Trecho fornecido.
Desconfio um pouco dessas iniciativas em favor da maconha. Não,
ainda não me tornei um membro do
Tea Party, um conservador empedernido, daqueles que gostam de
fritar estupradores na cadeira elétrica e acham que lugar de viciado é
a prisão. Meu problema com esse
gênero de proposta é que, ao limitar
a discussão à maconha, deixando
de lado as outras drogas ilícitas,
não promovemos uma abordagem
mais racional do problema.
Convenhamos que o "statu quo"
não muda muito se liberamos a maconha, mas mantemos a cocaína e
as drogas sintéticas proibidas. As
supostas vítimas do delito seguiriam fazendo fila à porta do traficante para entupi-lo de dinheiro
com o qual corrompe autoridades e
financia outras atividades ilegais.

Material fornecido.
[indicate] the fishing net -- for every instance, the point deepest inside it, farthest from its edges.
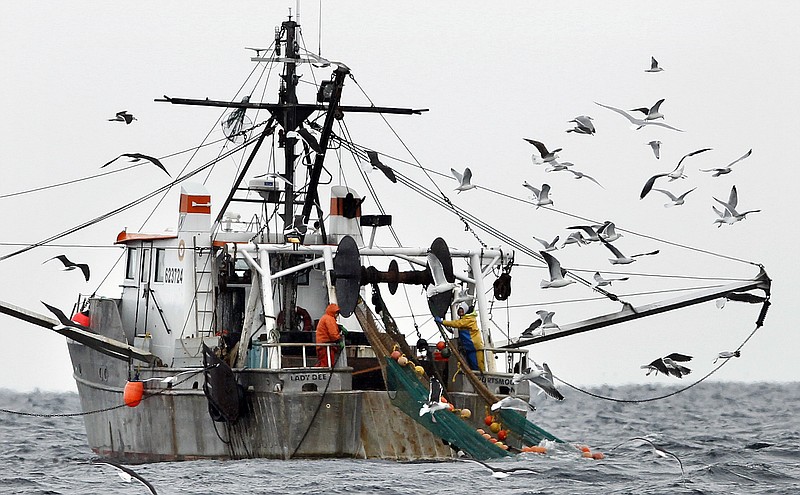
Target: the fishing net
(408, 393)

Tarefa a realizar.
Relacione todas as drogas ou classes de drogas que o trecho fornecido menciona especificamente pelo nome, sem incluir referências genéricas a drogas ilícitas.

Resposta esperada.
- maconha
- cocaína
- drogas sintéticas